# Task item
Copy out the entries below exactly as they stand, but only from the line containing "find | evergreen tree" through the line containing "find | motorhome".

= Beginning of Section =

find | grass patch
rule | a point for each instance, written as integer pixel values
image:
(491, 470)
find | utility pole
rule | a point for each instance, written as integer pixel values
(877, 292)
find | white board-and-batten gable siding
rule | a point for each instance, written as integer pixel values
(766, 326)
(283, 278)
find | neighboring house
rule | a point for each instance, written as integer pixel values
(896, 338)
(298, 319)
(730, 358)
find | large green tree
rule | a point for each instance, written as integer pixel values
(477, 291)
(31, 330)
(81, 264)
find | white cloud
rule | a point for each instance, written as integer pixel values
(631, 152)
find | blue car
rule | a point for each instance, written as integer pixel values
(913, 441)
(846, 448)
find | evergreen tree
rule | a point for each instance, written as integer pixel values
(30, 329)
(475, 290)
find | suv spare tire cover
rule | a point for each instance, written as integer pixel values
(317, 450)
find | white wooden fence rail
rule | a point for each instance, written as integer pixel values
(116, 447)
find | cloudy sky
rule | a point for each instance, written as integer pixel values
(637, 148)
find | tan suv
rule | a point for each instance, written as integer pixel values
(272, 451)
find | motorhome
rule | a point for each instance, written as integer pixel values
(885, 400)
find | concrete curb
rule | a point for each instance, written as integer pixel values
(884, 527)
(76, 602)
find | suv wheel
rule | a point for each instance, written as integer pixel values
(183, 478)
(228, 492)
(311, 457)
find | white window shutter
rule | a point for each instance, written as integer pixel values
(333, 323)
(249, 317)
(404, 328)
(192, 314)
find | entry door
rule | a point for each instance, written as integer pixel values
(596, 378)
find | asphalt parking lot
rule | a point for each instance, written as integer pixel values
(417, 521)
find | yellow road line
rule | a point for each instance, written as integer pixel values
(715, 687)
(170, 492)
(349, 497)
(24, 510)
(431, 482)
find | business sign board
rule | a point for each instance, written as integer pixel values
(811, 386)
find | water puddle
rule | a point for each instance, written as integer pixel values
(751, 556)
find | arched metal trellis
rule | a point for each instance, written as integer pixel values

= End of Section =

# Written response
find | evergreen tree
rule | a point for each instance, written as integer pixel values
(30, 329)
(475, 290)
find | suv spare tire cover
rule | a point for each instance, written as integer pixel values
(317, 450)
find | white wooden fence rail
rule | a point for each instance, written as integer pixel values
(116, 447)
find | cloudy sky
rule | a point for each instance, written as integer pixel values
(637, 148)
find | tan suv
rule | a point for each instance, written as integer pixel values
(272, 451)
find | motorhome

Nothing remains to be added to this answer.